给定任务 A: 在这篇关于自由职业者的文章里,Joy离开公司那天走了多长时间?
给定任务 B: 照原样抄下记录中的几行:从含有"Objective — drop a marker on each instance of the wispy"的那一行开始,一直抄到记录末尾,首尾两行都要包括。

所示文本:

+--

本文系网易原生内容中心《大国小民》栏目出品,每周一至周四晚上9点准时更新。

Joy用一场暴走向全职进行了告别,离开公司那天,他徒步从西二旗走回了潘家园。从天亮到天黑,他走了7个小时,腿很酸,但心里痛快得不行。

这天晚上之后,他彻底从一个互联网人变成了自由职业人。

没有人统计过中国有多少自由职业人,只有一家外国兼职平台的CFO在2014年来中国时提起,中国的自由职业者,已经差不多在他们平台挣了5千万美元。

这是一个被自由和稳定拉扯过的群体。他们技能突出、人脉广布,在经历过企业传统的工作模式后,毅然选择抽身而出,选择利用自身技能在社会中探寻另一种职业发展的可能。

他们在用自己的行动回答一个具有现代感的职场问题:个人与个人的自由联合是否比组织的联合更有效率?

我们访问了四位拥有不同技能的自由人,试图从他们的生活状态里找寻答案。

束缚

Joy入职两个星期后,就产生了离职的念头。刚认识不久的同事Nancy,趴在他右侧的工位上,肩头微微抽动,他可以听到她努力克制的轻微抽泣声。

十分钟前,他们的领导Molly带着一阵风从他背后走过,厉声指责了Nancy工作上的纰漏,末了丢下一句话“你这种样子,真应该想想为什么你男朋友离开你。”

Joy去年刚从英国回来,在那边完成了自己数字媒体的硕士研究生课程。毕业后,他在英国一家科技公司做了三个月的实习生。在这家公司做运营策划是他回国后的第一份工作。

“人与人之间的相处不应该是这样的。”对Nancy的遭遇,Joy有些愤然。“尊重是相处的基础,工作当中进行人身攻击就太过分了。”这种情况在Joy入职后发生过很多次,有时候晨会后,会有同事被单独留下,然后在一顿怒喝之后,垂头丧气地走出来。

+--

数据部分:
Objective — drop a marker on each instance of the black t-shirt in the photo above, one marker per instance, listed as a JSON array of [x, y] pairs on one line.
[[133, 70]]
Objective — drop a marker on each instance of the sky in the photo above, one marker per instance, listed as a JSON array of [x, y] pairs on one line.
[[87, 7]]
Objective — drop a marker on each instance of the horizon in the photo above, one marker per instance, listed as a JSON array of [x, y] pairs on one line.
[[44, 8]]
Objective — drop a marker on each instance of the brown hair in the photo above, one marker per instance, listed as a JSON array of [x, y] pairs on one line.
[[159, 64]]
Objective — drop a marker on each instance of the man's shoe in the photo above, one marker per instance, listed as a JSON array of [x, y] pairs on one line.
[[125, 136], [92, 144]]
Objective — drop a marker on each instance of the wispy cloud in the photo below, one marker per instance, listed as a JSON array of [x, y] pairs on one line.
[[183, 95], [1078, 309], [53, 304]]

+--

书面回答 A: 7个小时。

书面回答 B:
Objective — drop a marker on each instance of the wispy cloud in the photo below, one marker per instance, listed as a JSON array of [x, y] pairs on one line.
[[183, 95], [1078, 309], [53, 304]]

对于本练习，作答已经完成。